> _Extracted material_
********************
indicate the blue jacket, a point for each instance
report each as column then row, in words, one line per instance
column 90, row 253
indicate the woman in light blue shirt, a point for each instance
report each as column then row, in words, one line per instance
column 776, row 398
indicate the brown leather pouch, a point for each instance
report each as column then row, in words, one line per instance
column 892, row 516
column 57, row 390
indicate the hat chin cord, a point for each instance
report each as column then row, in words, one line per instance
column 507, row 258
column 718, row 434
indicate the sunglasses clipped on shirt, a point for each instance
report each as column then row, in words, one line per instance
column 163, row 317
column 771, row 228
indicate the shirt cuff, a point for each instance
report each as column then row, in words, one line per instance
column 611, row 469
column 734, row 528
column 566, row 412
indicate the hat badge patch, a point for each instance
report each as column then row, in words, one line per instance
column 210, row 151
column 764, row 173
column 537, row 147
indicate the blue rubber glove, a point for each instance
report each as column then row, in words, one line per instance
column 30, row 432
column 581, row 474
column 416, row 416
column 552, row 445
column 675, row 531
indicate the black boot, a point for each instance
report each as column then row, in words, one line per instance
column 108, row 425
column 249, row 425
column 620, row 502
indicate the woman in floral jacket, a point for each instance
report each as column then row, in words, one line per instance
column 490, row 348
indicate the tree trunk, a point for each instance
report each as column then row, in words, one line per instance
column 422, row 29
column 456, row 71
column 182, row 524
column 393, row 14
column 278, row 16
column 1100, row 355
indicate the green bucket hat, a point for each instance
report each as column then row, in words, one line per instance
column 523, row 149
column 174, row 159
********************
> _Aim of the task_
Starting with the first line of the records above, give back each line exactly until the line with "indicate the blue rubber" has been given as well.

> _Solution to this problem_
indicate the blue jacket, a point for each instance
report each as column then row, in words, one line per instance
column 90, row 253
indicate the woman in light blue shirt, a point for each instance
report each as column then row, in words, one line per instance
column 776, row 398
indicate the brown leather pouch, a point for each instance
report each as column then row, in words, one line per instance
column 892, row 516
column 57, row 390
indicate the hat chin cord, a point for each instance
report each as column then row, in words, one line per instance
column 507, row 258
column 718, row 434
indicate the sunglasses clipped on shirt, a point for each instance
report each as column then row, in words, one line per instance
column 163, row 317
column 771, row 228
indicate the shirt cuff, a point for each instance
report each as column then row, in words, one line per instance
column 611, row 469
column 734, row 528
column 566, row 412
indicate the hat badge patch, a point for each instance
report each as column then row, in words, one line per instance
column 210, row 151
column 764, row 173
column 537, row 147
indicate the blue rubber glove, a point for each instance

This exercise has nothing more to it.